**Problem description:**
From the entries below, pull out each line where "shoe" appears.

**Exercise inputs:**

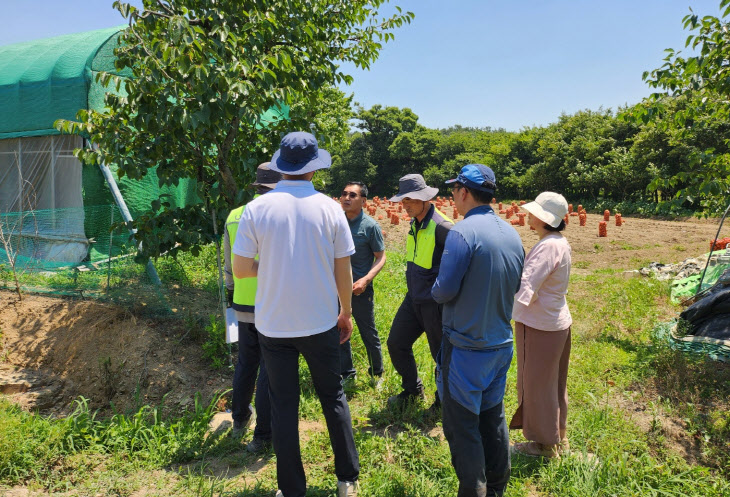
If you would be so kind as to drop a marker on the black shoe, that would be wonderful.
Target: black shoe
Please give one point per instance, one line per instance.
(240, 427)
(435, 408)
(405, 397)
(258, 445)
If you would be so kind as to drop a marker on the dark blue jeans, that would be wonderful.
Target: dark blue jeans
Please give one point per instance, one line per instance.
(409, 323)
(322, 353)
(250, 363)
(479, 443)
(364, 314)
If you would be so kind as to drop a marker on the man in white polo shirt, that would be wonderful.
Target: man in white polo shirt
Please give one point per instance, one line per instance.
(304, 245)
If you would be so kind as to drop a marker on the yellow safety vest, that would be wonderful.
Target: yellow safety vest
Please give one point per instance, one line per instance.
(422, 242)
(244, 289)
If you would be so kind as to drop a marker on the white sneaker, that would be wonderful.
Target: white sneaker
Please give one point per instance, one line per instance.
(347, 488)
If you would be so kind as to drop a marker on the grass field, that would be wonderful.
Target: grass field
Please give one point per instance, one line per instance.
(656, 421)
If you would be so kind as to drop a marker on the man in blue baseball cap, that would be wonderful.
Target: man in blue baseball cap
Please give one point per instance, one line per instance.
(478, 278)
(304, 246)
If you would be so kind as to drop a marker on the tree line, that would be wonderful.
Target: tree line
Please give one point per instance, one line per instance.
(596, 157)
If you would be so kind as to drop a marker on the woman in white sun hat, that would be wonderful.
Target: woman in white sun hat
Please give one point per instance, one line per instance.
(542, 332)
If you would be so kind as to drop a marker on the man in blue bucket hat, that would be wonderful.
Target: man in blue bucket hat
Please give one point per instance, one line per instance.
(304, 246)
(477, 281)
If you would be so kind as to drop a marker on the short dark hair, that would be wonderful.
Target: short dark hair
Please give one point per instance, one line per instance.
(363, 187)
(559, 227)
(479, 195)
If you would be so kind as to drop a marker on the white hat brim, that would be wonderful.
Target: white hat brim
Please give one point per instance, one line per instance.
(546, 217)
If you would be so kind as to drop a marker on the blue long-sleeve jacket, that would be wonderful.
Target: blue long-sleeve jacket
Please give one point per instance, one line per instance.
(479, 275)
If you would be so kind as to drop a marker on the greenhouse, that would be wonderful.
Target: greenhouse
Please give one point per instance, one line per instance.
(54, 211)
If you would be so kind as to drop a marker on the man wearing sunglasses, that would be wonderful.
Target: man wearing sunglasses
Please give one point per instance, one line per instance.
(367, 261)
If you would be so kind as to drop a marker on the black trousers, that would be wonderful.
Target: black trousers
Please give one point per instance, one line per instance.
(322, 353)
(364, 314)
(479, 443)
(249, 365)
(410, 322)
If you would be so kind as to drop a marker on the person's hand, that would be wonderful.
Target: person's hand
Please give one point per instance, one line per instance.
(359, 286)
(344, 324)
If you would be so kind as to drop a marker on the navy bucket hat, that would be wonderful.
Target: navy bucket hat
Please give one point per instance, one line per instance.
(299, 154)
(477, 177)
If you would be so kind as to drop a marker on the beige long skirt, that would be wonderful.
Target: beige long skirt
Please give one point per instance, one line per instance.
(542, 376)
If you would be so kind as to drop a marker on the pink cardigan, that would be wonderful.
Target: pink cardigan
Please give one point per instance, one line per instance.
(540, 302)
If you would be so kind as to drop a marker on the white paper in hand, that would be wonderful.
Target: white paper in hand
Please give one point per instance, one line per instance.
(231, 326)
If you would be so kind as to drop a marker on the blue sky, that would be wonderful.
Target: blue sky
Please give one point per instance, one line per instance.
(497, 63)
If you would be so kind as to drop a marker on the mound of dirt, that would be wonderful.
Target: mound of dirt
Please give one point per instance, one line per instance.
(56, 349)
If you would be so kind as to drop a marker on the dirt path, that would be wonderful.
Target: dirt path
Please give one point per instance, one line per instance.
(55, 349)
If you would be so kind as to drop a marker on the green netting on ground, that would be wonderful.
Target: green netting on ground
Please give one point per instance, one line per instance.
(690, 286)
(718, 350)
(118, 280)
(41, 240)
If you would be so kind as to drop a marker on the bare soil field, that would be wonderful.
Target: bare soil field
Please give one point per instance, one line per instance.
(632, 245)
(55, 349)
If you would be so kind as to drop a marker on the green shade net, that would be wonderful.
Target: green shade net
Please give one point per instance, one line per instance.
(45, 80)
(688, 287)
(63, 243)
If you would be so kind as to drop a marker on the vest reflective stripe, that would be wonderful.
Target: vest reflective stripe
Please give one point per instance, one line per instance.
(244, 289)
(420, 247)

**Expected answer:**
If you would be so kind as to drop a marker on the black shoe, that would be wonderful.
Target: black shoe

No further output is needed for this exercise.